- [Quoted passage]:

Craig v. Missouri/Dissent Thompson
Mr Justice THOMPSON.
This case comes up by writ of error, from the state court of Missouri, on a judgment recovered against the plaintiffs in error, in the highest court in that state; and the first question that has been made here, is, whether this court has jurisdiction of the case, under the twenty-fifth section of the judiciary act of 1789.
If the construction of this twenty-fifth section was now for the first time brought before this court, I should entertain very serious doubts whether this case came within it. The fair, and as I think the clear import of that section is, that some one of the cases therein stated, did, in point of fact, arise, and was drawn into question; and did receive the judgment and decision of the state court. It is not enough, that such question might have been made. A party may waive the right secured to him under this section. This would not in any manner affect the jurisdiction of the state court; and might of course be waived. In the present case, there is no doubt but the facts which appeared before the state court presented a case which might properly fall within this section. The defendants might have insisted that the state law was unconstitutional, and that the certificates issued in pursuance of its provisions were void. And if the court had sustained the act, it would have been one of the cases within the twenty-fifth section. But the court was not bound to call upon the party to raise the objection, for the purpose of putting the cause in a situation to be brought here by writ of error. It cannot be doubted, but that there might have been an express waiver of this right; and I should think an implied waiver would equally preclude a review of the case by this court; and that such waiver ought to be implied in all cases where it does not appear, that in point of fact the question was made, and received the judgment of the state court. But to entertain jurisdiction in this case, is perhaps not going farther than this court has already gone, and I do not mean to call in question these decisions; but have barely noticed the question, for the purpose of stating the rule by which I think all cases under this section should be tested.
The more important question upon the merits of the case is, whether the constitution of the United States interposes any impediment to the plaintiff's right of recovery in this case. And this question has been presented at the bar under the following points:
1. Whether the certificates issued under the provisions of the law of the state of Missouri, are bills of credit, within the sense and meaning of the constitution.
2. If so, whether, as they formed the consideration of the note on which the judgment below was recovered, the note was rendered thereby void and irrecoverable.
The first is a very important question, and not free from difficulty; and one upon which I have entertained serious doubts: but looking at it in all its bearings, and considering the consequences to which the rule established by a majority of the court will lead, when carried out to its full extent, I am compelled to dissent from the opinion pronounced in this case.

[Items from a dataset]
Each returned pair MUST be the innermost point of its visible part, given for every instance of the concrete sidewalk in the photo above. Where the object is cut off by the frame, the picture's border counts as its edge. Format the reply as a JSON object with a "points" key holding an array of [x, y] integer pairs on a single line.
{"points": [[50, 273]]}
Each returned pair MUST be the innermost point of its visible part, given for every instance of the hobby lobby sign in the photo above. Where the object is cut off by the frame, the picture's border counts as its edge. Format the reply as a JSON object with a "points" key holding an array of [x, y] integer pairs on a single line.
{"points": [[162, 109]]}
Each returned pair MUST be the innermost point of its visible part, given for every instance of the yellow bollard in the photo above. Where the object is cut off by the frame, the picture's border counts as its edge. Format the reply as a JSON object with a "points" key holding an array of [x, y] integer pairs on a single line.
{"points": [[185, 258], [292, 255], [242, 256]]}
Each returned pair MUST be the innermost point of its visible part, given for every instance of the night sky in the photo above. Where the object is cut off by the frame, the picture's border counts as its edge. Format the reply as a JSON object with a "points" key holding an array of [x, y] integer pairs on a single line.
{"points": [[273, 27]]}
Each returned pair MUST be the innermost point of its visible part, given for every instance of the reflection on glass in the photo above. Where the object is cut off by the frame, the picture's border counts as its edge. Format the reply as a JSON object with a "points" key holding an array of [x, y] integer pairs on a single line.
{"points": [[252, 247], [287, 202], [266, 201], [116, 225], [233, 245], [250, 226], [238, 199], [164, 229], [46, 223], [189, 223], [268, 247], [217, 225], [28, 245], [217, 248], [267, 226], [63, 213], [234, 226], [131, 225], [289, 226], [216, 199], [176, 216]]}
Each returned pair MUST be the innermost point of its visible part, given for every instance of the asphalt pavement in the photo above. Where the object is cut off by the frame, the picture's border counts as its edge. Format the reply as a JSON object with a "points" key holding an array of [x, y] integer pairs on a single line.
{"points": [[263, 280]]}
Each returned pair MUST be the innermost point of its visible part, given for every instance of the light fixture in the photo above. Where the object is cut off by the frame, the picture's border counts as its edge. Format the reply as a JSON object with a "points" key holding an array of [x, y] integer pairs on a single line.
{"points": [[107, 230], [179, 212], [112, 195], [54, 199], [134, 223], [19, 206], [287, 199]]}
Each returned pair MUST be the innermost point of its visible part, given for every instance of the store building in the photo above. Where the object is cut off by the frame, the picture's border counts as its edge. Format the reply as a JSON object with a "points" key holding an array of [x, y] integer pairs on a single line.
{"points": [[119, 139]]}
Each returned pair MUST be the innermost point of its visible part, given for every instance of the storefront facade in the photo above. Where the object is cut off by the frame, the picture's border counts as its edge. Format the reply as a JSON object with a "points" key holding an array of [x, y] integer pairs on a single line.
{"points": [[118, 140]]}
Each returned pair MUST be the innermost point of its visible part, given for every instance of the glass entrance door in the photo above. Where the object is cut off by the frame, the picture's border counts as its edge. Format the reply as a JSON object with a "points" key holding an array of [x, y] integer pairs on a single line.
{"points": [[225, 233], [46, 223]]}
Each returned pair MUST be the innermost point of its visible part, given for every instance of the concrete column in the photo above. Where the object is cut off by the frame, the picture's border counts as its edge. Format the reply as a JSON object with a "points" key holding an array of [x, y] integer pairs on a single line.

- [Written instruction]: Repeat the passage of the Thompson dissent from "2. If so, whether, as" to "pronounced in this case.". The records have nothing to do with what is asked here.

- [Task result]:
2. If so, whether, as they formed the consideration of the note on which the judgment below was recovered, the note was rendered thereby void and irrecoverable.
The first is a very important question, and not free from difficulty; and one upon which I have entertained serious doubts: but looking at it in all its bearings, and considering the consequences to which the rule established by a majority of the court will lead, when carried out to its full extent, I am compelled to dissent from the opinion pronounced in this case.